-- Records for this task start --

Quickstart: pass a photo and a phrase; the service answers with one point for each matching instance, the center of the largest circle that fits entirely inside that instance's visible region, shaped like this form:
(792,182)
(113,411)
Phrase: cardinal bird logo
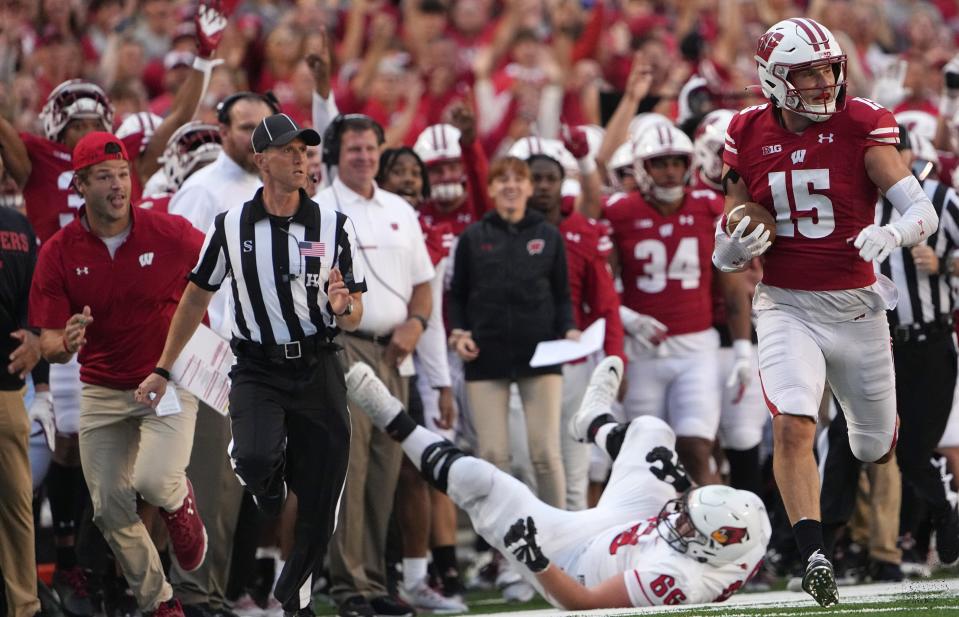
(767,43)
(729,535)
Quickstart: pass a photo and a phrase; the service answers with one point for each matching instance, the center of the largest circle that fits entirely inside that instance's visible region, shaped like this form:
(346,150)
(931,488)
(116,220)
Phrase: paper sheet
(203,369)
(562,351)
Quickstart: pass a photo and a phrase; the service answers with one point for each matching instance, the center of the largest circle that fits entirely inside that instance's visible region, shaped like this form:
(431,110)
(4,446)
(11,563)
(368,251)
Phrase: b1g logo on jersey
(729,535)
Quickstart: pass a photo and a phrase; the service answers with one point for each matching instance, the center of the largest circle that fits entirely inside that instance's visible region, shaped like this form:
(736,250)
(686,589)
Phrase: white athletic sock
(602,433)
(414,571)
(417,441)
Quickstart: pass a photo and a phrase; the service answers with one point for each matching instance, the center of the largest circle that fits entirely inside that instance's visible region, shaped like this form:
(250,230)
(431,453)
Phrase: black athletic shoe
(355,606)
(947,537)
(819,581)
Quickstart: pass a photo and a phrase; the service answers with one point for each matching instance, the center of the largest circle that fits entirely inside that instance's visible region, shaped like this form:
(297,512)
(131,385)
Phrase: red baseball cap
(96,147)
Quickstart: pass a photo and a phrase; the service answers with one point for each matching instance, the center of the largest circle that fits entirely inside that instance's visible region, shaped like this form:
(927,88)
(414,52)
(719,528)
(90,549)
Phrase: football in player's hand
(757,214)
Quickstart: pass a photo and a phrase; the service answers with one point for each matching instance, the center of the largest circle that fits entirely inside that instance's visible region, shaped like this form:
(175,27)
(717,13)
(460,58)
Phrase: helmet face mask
(795,45)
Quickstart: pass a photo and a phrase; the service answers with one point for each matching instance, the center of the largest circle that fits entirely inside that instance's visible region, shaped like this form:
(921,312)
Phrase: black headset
(334,132)
(223,107)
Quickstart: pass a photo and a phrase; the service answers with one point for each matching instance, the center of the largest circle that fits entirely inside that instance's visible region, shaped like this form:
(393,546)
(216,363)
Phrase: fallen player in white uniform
(653,539)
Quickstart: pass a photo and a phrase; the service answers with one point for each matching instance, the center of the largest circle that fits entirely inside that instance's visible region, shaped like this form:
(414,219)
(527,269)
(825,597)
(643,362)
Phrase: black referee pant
(925,382)
(290,422)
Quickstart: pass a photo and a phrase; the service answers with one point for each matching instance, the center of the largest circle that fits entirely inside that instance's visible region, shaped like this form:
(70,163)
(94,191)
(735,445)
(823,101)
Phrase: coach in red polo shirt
(106,286)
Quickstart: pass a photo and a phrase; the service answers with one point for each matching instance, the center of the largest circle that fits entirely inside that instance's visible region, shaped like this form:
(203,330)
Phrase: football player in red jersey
(41,165)
(816,159)
(663,236)
(593,296)
(457,168)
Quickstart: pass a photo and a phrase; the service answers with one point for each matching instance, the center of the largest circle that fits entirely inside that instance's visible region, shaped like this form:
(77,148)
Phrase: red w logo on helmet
(767,43)
(729,535)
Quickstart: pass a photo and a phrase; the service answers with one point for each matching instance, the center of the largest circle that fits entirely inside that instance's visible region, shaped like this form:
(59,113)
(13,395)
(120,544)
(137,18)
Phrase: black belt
(382,340)
(302,350)
(917,333)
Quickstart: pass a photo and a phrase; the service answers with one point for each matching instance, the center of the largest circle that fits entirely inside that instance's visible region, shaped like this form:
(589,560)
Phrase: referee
(924,352)
(295,283)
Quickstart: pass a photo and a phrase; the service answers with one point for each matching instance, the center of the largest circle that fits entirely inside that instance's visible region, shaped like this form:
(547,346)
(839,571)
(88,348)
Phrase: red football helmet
(75,98)
(797,44)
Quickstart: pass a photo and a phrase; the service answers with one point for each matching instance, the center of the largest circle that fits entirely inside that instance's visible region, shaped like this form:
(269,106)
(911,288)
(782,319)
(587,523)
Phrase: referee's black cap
(279,130)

-- Records for this task end --

* The request:
Leave out the pictures and retype every line above exactly.

* Reply to the exercise:
Quickstart: pass a photo and a phrase; the service answers with one point for each matching instance, the center of the largest circle that fits entirely inside that instance's visible region, shaped like this form:
(792,182)
(113,411)
Phrase: cardinal bird logo
(767,43)
(729,535)
Quickstart: pass a photo and a phrase; the service answers with one point for each matching instance, the center of the largest circle that fits entirely inside that instance's visible region, shaped like this form:
(346,150)
(931,488)
(116,220)
Phrase: paper sheet
(203,369)
(562,351)
Quickstart: pass a photo and a phrase; the service answers with one point for each matching instance, the center of the largest circle that fits entirely inside that instance's visible region, shaped like this form:
(431,110)
(4,446)
(11,563)
(368,251)
Phrase: b1g logo on jersey
(729,535)
Quickstart: pass a photo and a phrase; the service answers with one point for each matching instance, the center of the largest circle that fits entirely inside that instance's visible region, shaped like this form:
(736,250)
(686,589)
Phrase: white athletic sock
(602,433)
(414,571)
(417,441)
Quickstart: pass a photo and a phrase; the service answers with one point for each matching instance, the center of the largest circle that fits entirely inside that instance's visible region, shaped like this form:
(250,230)
(431,453)
Phrase: black athletic shoe
(355,606)
(947,537)
(819,581)
Quickstart: pass a photo and a phrase; the service answers with one point for each matching instance, the center of the largest circle that fits entirely inside that instance's visible region, shaped like this form:
(297,512)
(131,385)
Phrase: red baseball cap
(96,147)
Quickstart: pass a photo and a phrase; the service answers with one point for each matching instance, the center of the largest circle that fits entirely inside that instance's visible region, shaped like this form:
(927,88)
(414,52)
(719,528)
(90,549)
Phrase: football in player's hand
(757,214)
Quickstart: pass a photo and a phrase; the service answers with one point for each matching instance, the center of the largest circle that fits entirely inside that instance's visible region, shaped like this form:
(175,27)
(717,13)
(460,58)
Phrase: helmet face mask
(795,45)
Quickstart: pass a photo and a phrase; the service answers with one point for each matching instance, the center of the largest circle that fits entirely inside that instance's visible region, shaped like this form:
(921,312)
Phrase: black headset
(334,132)
(223,107)
Quickstart: pass a photo and a phrase; the service answers with one point for each matching instance, the center of the largest circle that fits entirely inside that instance's visible region, shaped like this form:
(393,546)
(216,363)
Phrase: fallen player in white uniform
(653,539)
Quickstart: pass a photo and a phrase; the service answers with one point for each matching instance, the center of the largest circle that fits entirely inside that instance's visible region, shaped like this form:
(414,219)
(527,269)
(825,597)
(643,362)
Phrase: black referee pant
(925,382)
(290,422)
Quickstart: pass a photo and a phrase; the service answers with one point for each matching instance, the center of the largest circle that fits entirely inside that instance's visible region, shaped like this form:
(70,163)
(94,191)
(735,445)
(823,101)
Phrase: coach in red polo shirt
(106,286)
Quickstart: pass a photo and a phrase; the service answers with one point for each matching instance, the center of the largest circle that fits entirely inside that instance's visible region, shaped like this form:
(203,330)
Phrase: football player in red jersey
(41,165)
(816,159)
(663,236)
(593,296)
(457,168)
Quickstart: pass a photo and a phrase; the service answers with one point for each matching instance, the center of the largest circle that fits entirely inside that instance's visible region, shaped like this form:
(77,148)
Phrase: red w logo on helmet
(767,43)
(729,535)
Quickstart: pass a photo and a phrase; the service answers with one point for each matching instance, the center of the largest circle that fits entirely inside that instance's visible region, shaped like this form:
(59,113)
(13,395)
(120,544)
(137,18)
Phrase: black belt
(382,340)
(302,350)
(917,333)
Quickstart: pass a photo and a phrase; the service answers with one point for each matching instance, the center of the largest circle that fits entirely inside that instance's visible region, shaped like this form:
(589,560)
Phrase: referee
(924,352)
(295,283)
Quickstart: pass a photo and a phrase; the service answers with one point for each matching instance, the center of the largest circle that fits entirely inside that instance's visible region, shaped like this form:
(547,346)
(839,571)
(88,348)
Phrase: red football helmet
(75,98)
(797,44)
Quickstart: pass a photo and a phrase; the service answers with one point for each matching instance, the center of the largest circle that fits entirely inside that instance's visible region, shaped like this form:
(269,106)
(911,288)
(782,319)
(587,523)
Phrase: referee's black cap
(279,130)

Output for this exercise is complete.